— begin Data provided —

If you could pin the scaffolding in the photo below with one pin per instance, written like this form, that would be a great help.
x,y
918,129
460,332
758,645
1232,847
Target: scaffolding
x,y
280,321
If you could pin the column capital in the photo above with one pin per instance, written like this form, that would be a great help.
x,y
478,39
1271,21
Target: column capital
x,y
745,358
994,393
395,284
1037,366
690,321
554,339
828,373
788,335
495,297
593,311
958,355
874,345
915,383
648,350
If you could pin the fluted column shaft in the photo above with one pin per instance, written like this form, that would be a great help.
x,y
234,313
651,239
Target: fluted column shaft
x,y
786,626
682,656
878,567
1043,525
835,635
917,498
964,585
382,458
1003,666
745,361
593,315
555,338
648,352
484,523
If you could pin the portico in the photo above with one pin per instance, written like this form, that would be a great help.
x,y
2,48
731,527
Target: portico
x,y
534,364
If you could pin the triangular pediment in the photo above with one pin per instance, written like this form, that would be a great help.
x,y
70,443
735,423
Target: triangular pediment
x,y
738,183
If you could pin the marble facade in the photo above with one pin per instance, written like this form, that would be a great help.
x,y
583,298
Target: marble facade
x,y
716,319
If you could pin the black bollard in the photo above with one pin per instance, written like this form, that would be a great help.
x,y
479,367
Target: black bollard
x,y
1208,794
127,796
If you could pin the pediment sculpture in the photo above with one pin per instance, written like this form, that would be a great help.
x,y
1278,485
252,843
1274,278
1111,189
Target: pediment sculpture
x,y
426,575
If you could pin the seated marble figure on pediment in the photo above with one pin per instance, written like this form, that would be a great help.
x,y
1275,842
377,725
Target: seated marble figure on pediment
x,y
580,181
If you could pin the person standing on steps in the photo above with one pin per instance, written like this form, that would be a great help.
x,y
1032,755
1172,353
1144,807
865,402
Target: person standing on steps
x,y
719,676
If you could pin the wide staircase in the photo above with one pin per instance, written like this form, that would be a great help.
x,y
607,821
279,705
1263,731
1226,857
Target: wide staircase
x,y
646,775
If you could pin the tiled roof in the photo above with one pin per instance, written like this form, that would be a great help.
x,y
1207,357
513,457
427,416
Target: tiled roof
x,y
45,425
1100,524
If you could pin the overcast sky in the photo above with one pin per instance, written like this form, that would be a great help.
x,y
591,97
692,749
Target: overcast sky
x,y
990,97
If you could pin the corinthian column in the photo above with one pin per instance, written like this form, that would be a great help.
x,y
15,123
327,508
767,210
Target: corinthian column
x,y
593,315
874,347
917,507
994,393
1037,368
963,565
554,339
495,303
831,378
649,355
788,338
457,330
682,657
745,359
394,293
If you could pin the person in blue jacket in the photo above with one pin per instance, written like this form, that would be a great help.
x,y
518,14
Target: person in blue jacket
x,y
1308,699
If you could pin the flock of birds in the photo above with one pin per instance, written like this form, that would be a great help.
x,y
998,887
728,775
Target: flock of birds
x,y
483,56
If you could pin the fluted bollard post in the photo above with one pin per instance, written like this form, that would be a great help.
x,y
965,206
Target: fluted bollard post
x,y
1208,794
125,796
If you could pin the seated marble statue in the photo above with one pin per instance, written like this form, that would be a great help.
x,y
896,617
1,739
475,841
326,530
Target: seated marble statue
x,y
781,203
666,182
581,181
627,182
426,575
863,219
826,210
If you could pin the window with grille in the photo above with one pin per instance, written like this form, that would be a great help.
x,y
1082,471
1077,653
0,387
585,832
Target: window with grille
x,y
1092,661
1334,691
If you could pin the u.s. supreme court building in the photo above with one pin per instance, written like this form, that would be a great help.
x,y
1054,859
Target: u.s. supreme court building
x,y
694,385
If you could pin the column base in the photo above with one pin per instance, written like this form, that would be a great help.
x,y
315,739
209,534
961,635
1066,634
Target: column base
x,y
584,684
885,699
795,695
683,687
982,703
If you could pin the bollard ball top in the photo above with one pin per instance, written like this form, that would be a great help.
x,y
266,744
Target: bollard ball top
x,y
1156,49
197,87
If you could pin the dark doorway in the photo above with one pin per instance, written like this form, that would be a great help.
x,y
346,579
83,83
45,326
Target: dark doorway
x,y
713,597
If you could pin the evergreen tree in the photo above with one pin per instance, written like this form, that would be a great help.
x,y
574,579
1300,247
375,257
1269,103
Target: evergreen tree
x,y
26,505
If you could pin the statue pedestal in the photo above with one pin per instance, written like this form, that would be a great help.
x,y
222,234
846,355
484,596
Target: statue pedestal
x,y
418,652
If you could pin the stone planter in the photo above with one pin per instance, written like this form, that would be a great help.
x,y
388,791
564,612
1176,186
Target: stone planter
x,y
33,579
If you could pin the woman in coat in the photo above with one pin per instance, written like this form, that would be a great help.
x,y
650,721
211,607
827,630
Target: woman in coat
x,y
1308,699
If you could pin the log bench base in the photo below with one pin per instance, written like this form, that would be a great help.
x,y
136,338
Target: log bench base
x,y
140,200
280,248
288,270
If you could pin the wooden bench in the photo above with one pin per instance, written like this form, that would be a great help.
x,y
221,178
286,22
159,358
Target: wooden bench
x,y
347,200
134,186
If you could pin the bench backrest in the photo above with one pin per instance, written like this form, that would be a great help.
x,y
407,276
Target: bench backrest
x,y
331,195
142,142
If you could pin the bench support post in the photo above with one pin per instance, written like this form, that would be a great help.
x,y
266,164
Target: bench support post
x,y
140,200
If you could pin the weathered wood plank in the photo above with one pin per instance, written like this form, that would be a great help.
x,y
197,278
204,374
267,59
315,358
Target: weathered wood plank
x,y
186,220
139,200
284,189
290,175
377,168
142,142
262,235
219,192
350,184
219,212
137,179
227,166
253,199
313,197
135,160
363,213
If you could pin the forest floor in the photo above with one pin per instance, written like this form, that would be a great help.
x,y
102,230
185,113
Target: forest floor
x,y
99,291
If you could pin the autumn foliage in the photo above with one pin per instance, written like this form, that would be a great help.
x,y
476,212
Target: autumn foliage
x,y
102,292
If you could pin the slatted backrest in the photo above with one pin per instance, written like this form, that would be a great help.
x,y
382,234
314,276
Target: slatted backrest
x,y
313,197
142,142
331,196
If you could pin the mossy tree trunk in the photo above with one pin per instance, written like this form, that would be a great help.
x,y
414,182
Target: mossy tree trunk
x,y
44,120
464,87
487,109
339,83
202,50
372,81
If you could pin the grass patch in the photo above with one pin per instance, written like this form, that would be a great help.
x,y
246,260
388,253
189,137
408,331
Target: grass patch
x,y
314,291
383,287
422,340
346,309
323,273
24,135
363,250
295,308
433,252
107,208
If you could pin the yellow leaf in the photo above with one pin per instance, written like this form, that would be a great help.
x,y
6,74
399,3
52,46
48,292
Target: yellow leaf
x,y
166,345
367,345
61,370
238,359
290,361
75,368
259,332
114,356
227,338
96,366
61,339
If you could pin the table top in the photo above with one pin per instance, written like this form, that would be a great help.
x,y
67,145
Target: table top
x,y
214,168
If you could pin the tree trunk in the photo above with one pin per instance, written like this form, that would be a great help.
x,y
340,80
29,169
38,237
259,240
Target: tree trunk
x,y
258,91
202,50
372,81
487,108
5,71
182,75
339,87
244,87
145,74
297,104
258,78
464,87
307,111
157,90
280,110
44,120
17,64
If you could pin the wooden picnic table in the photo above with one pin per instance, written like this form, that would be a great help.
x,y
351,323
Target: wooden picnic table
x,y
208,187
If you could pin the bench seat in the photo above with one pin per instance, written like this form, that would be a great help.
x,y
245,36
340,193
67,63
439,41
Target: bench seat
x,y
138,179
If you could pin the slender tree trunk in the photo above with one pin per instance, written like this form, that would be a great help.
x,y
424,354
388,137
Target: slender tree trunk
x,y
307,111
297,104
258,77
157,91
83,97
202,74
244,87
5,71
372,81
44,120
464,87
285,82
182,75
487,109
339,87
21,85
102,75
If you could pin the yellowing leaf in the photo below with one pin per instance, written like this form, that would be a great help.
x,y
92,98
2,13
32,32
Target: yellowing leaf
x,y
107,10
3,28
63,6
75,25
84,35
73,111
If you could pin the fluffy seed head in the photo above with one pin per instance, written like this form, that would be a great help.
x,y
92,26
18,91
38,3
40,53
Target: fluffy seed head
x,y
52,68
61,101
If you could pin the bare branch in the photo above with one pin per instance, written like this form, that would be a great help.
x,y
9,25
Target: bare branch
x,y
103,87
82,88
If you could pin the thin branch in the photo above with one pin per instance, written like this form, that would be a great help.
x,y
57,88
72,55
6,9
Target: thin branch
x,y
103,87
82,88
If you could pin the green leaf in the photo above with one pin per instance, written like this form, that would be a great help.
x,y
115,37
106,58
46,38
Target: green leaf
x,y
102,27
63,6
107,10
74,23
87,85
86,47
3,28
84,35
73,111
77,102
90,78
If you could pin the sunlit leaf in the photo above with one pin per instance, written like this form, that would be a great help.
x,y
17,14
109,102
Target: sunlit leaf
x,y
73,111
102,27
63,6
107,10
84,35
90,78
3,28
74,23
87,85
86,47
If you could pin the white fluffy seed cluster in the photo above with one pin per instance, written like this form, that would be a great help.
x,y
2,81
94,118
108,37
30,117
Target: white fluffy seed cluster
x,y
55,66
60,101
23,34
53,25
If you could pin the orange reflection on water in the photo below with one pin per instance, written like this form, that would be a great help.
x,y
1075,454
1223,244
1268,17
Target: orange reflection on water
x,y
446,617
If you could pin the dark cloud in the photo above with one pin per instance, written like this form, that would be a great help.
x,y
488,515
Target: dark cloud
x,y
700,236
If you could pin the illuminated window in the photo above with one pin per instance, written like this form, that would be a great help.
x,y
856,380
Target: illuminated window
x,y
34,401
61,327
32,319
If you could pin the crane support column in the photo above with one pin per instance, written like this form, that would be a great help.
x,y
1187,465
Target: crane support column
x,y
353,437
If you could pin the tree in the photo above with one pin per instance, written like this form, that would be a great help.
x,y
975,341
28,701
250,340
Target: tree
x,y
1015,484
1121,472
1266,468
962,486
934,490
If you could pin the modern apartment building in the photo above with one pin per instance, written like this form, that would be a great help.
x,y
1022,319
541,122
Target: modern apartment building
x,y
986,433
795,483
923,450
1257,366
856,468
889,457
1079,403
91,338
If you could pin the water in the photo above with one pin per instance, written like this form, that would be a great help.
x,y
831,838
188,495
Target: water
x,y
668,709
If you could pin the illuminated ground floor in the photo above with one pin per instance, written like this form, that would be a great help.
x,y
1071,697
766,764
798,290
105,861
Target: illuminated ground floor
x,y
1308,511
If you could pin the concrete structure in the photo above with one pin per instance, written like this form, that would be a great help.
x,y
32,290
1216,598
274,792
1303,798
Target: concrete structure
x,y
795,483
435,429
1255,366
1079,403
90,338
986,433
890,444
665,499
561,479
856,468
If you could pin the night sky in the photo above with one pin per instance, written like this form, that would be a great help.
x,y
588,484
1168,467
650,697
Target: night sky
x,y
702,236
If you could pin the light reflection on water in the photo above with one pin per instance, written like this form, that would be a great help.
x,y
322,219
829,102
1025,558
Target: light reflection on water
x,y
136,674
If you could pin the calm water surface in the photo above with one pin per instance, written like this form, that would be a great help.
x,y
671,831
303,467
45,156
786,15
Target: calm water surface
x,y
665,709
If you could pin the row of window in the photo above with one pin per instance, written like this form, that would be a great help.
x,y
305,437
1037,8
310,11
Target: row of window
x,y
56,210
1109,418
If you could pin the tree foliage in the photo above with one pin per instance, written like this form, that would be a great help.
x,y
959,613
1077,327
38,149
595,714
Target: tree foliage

— end Data provided —

The exercise: The required output is the span of lines from the one containing "If you could pin the water" to the last line, reproduced character for character.

Answer to the task:
If you could pin the water in the photo above with one pin per instance, written like this form, that would be a great help.
x,y
831,838
188,495
Target: water
x,y
668,709
If you could pin the illuminated ground floor in the photo above with one pin per instance, written like this form, that would be a great help.
x,y
1071,697
766,764
798,290
105,861
Target: illuminated ground floor
x,y
1308,511
If you could pin the concrete structure in the photo above with one pin per instance, written like this form, that would be a great help.
x,y
32,290
1216,598
274,792
1303,798
Target: concrete structure
x,y
795,483
435,429
1255,366
1079,403
90,338
986,433
890,444
665,499
561,479
856,468
If you could pin the night sky in the photo above with one pin per instance, written like this form, that would be a great help.
x,y
588,484
1168,467
650,697
Target: night sky
x,y
702,236
If you could pin the light reflection on water in the photo above with one pin per instance, written like this form, that would be a great help.
x,y
322,219
829,102
1025,558
Target: light reflection on water
x,y
136,674
If you could pin the calm water surface in the photo above with one pin per instance, written like this form, that would be a great help.
x,y
671,831
303,467
45,156
786,15
Target: calm water surface
x,y
665,709
If you could pin the row of window in the photo above with one pin per instance, written like this form, that would be a great help.
x,y
305,437
1037,8
310,11
Target: row of window
x,y
56,210
1109,418
If you could pin the tree foliage in the photo above with one pin per instance, written like this form, that would be a great help.
x,y
959,613
1077,327
38,149
595,714
Target: tree foliage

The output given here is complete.